→ **WHAT TO PRODUCE**
With no words added or dropped, transcribe the listing that follows.

→ **RECORD EXTRACTS**
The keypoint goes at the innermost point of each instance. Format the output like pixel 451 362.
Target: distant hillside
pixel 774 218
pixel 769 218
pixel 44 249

→ **WRITTEN ANSWER**
The keypoint goes at the innermost point of each instance. Format the output like pixel 451 362.
Target: distant hillside
pixel 774 218
pixel 769 218
pixel 44 249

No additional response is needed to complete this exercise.